[Begin TEXT EXTRACT]

Advocacy Guidelines and Approaches

Last updated 2019

Domestic violence advocacy strategies are often grounded in "equality" or "difference" approaches.

Under an equality approach, the problem of violence against women is understood as having its roots in differential treatment of men and women. For example, the legal system inadequately protects women because it treats stranger violence differently than it does violence perpetrated by a spouse or intimate partner. Advocacy efforts must focus on ensuring that the legal system treats all forms of violence equally.

Advocates working under a "difference" approach, on the other hand, view violence perpetrated in the family as different from stranger violence and maintain that any solution must respond to and account for those differences. The Domestic Abuse Intervention Project in Duluth, for example, has adopted such an approach. Under this approach,

assaulting your wife is not like assaulting someone in a bar or at a party or in a social setting where the victim and offender have no familial or economic or emotional ties to each other. In a barroom fight, if a victim pursues a conviction by cooperating with the prosecutor, the case will likely go forward; if the victim does not want to cooperate and expresses a strong desire to have the whole case just disappear, it will likely be dropped. But applying that same standard to domestic assault cases is problematic for many reasons; most important, it gives the offender who has control over the victim control over the state's intervention.[i]

Effective domestic violence advocacy may include both approaches. Making sure that the police respond as effectively to domestic violence incidents as they do to incidents of stranger violence is critical to ensuring adequate protection for victims. However, many have argued for laws specifically designed to address domestic violence. Laws that criminalize domestic violence may be more effective than general laws that may render this kind of violence invisible. In addition, general laws rarely provide victims with the special assistance they need or counter the unique difficulties they face in accessing the legal system. Advocates should always be aware of the possibility that any legal reforms that separate domestic violence from general crimes may ultimately backfire and result in domestic violence being viewed as a "second class," or less important crime.

The advocate's role is to provide confidential support and assistance to victims so they can make decisions about the options that are available to them. Advocates must respect differences and avoid assumptions. Advocates may themselves believe certain myths about domestic violence, and should attempt to be aware of any assumptions they might be making. Further, women experience violence in different ways, and advocates should try to be aware of ways in which women may face additional barriers or have specific needs because of, for example, ethnic identity or economic resources.

[End TEXT EXTRACT]
[Begin PROVIDED DATA]

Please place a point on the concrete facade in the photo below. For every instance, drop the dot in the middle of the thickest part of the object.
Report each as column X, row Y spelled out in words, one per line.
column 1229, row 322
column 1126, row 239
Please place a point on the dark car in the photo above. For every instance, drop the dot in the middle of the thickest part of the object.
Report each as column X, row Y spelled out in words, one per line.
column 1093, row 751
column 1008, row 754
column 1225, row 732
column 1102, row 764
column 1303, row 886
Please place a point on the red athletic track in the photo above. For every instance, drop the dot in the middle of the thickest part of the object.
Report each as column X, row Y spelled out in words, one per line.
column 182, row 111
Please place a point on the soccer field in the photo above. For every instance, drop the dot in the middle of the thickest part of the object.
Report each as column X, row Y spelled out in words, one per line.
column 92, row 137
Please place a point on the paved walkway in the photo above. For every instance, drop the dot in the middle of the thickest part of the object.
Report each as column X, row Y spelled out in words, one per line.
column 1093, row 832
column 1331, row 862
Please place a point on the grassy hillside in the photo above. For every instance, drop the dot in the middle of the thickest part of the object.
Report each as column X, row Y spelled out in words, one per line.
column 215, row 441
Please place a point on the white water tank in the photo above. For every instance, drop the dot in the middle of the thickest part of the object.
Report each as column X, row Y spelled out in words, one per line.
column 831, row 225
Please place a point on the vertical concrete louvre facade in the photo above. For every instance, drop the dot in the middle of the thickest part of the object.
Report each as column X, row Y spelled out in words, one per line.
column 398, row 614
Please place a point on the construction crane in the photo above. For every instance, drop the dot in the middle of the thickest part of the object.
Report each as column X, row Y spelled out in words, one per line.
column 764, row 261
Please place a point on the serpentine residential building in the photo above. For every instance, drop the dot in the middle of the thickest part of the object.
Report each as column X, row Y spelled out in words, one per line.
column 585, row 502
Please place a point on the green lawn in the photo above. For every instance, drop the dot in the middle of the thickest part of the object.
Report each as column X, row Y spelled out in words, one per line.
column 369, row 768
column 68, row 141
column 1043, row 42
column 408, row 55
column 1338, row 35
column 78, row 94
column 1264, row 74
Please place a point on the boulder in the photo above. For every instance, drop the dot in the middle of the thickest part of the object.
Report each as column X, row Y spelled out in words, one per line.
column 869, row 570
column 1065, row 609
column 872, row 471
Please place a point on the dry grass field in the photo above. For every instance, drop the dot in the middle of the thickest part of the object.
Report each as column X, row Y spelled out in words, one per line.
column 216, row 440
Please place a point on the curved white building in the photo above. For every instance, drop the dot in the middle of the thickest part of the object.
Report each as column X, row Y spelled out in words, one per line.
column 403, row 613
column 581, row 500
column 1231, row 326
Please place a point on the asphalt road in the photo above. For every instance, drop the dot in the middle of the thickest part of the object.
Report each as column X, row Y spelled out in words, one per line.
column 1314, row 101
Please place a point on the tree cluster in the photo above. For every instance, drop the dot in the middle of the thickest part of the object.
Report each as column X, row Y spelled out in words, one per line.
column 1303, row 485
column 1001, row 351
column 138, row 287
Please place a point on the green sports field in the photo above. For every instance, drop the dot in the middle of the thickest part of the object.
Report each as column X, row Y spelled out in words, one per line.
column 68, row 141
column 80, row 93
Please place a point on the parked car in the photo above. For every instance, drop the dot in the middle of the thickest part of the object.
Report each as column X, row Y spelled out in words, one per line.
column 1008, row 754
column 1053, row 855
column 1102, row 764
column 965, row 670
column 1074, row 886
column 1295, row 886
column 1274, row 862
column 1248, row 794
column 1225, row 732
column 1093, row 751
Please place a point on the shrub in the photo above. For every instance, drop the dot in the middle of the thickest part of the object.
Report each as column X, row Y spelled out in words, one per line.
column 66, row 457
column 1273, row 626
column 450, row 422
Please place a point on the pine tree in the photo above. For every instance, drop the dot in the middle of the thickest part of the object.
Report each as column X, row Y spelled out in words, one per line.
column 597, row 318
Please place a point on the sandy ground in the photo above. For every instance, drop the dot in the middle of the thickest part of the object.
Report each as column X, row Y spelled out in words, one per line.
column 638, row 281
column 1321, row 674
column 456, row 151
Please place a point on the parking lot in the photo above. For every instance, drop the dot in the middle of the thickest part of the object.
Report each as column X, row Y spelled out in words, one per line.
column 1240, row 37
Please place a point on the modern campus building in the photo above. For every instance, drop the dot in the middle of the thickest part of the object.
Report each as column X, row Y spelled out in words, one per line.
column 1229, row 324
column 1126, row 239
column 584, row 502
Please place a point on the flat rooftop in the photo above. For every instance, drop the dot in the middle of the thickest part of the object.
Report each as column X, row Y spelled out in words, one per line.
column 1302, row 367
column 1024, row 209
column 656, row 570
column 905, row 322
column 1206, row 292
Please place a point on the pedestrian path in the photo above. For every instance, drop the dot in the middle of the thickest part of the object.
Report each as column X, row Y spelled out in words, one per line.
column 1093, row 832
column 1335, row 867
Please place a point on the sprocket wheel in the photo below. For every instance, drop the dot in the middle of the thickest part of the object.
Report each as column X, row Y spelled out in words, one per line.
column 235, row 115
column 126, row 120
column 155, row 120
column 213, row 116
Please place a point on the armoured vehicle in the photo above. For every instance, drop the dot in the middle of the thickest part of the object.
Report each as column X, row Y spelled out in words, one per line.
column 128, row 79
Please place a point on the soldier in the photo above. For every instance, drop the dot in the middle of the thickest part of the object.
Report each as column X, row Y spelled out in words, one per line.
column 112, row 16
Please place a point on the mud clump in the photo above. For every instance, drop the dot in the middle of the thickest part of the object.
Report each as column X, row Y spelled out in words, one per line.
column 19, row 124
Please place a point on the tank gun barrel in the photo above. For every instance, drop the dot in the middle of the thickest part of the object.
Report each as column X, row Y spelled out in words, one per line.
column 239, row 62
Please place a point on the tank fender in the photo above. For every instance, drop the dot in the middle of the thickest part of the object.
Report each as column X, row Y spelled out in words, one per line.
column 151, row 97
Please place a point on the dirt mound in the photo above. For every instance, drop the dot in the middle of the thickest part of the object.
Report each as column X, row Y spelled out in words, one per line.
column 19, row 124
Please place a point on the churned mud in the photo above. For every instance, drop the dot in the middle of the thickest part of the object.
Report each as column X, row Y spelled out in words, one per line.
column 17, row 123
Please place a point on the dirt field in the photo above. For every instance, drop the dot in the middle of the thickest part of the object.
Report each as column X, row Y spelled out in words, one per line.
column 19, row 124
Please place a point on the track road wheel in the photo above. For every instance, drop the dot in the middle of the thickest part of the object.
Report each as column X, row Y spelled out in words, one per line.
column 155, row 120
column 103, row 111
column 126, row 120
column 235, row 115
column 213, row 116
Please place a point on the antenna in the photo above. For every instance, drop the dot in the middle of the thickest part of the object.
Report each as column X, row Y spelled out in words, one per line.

[End PROVIDED DATA]

REQUIRED TASKS:
1. Reproduce the stretch of the advocacy guidelines from "The advocate's role" through "or economic resources.", substituting "financial means" for "economic resources".
2. Decide whether each statement agrees with the advocacy guidelines, answering yes or no and quoting the words that settle it: (a) The Domestic Abuse Intervention Project in Duluth follows a difference approach. (b) Under the equality approach, the legal system is described as treating stranger violence and violence by a spouse the same way. (c) The advocate's role is to make decisions on behalf of victims.
3. Continue the advocacy guidelines after their final sentence.
The records stand apart from the advocacy guidelines and form separate material.

ANSWERS PER TASK:
1.
The advocate's role is to provide confidential support and assistance to victims so they can make decisions about the options that are available to them. Advocates must respect differences and avoid assumptions. Advocates may themselves believe certain myths about domestic violence, and should attempt to be aware of any assumptions they might be making. Further, women experience violence in different ways, and advocates should try to be aware of ways in which women may face additional barriers or have specific needs because of, for example, ethnic identity or financial means.

2.
(a) Yes: "The Domestic Abuse Intervention Project in Duluth, for example, has adopted such an approach."
(b) No: "it treats stranger violence differently than it does violence perpetrated by a spouse or intimate partner."
(c) No: "provide confidential support and assistance to victims so they can make decisions about the options that are available to them."

3.
Victim safety is paramount in all aspects of domestic violence advocacy. However, attempting to ensure absolute safety may ultimately build barriers around a victim’s ability to exercise her agency, for example, regarding whether or not she stays with her abuser. As Jill Davies and Eleanor Lyon stated in their 2014 report:

[I]t is more accurate, more truthful to see the work of advocates as making victims safer rather than achieving safety. The concept of safer as a goal for advocacy provides a flexible and responsive measure of success. It allows advocates to help make things better without believing that they’ve failed if all victims are not immediately and completely safe. Rejecting perfection as the standard makes room for intermediate steps toward safety on both an individual and systemic level.[ii]


Advocates must keep all information about victims of domestic violence strictly confidential. Confidentially is essential both to promote a relationship of trust between the victim and the advocate and to avoid endangering the victim. For example, confidentiality regarding a victim’s presence at a shelter is necessary to enhance her safety: “Historically, confidentiality, privacy and secrecy have been of paramount importance to battered women’s shelters and advocacy programs throughout the nation. Safeguarding the location of emergency shelters, protecting the identities of program participants and ensuring private access to advocacy services have always been key components of advocacy programs.”[iii] In addition to promoting victim safety, confidentiality promotes victim agency by allowing for self-determination.[iv]

Advocates should know, however, that while confidentiality has been a long-standing component domestic violence advocacy, the boundaries of confidentiality regarding a particular situation or safety plan must be evaluated on a case-by-case basis with the help of the victim. [v]


Advocates offer moral support to the woman and develop her confidence to use resources to solve the problem. Victims may often feel ashamed of the abuse, be terrified of the abuser, and blame themselves for the abuser’s actions. Advocates should seek to convey to the woman that it is not her fault, she has options, and she is not alone.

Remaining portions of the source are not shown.